### WORK TO BE COMPLETED
The answer must be an exact copy of the records, with every picture removed.
━━ RAW DATA ━━
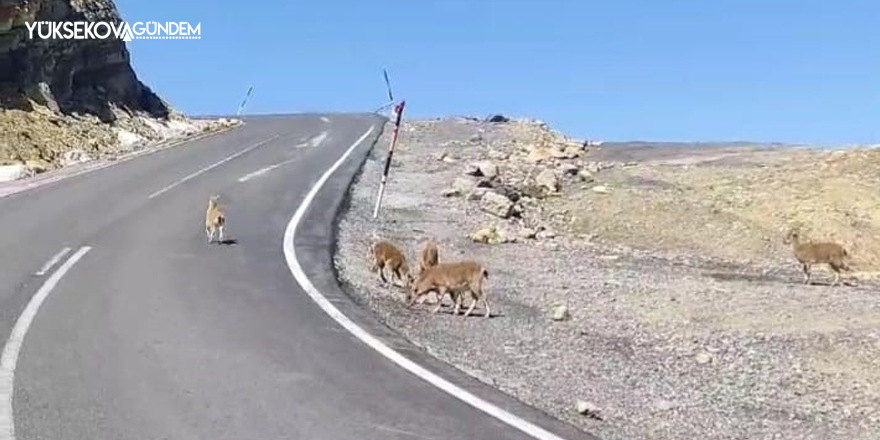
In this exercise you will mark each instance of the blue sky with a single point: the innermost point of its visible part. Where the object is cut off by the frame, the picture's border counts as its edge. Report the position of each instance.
(771, 70)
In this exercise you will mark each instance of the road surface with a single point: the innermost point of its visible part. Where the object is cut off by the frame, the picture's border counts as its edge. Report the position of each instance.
(145, 331)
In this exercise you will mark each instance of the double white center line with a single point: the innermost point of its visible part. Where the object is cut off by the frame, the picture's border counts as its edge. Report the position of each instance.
(262, 171)
(212, 166)
(9, 359)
━━━
### SOLUTION
In this exercise you will mark each instance of the blue sky with a single point: the innermost point of its visible part. Where the object is cut off by the frame, the picture's border counts as its edge. Report the position of each instance.
(771, 70)
In this exercise you will mark each instance of the road surface with a single point: the innermost point of its visible part. Where the object is cut off by the frame, the picture's border counts as its edge. Report the position of each instance.
(145, 331)
In this exercise you will mark each instance of the double white center line with a single point: the innermost point of its visible part. Where the object is cut off by the frame, the picture's border counts as its edge. Report the position of each instance.
(262, 171)
(212, 166)
(9, 359)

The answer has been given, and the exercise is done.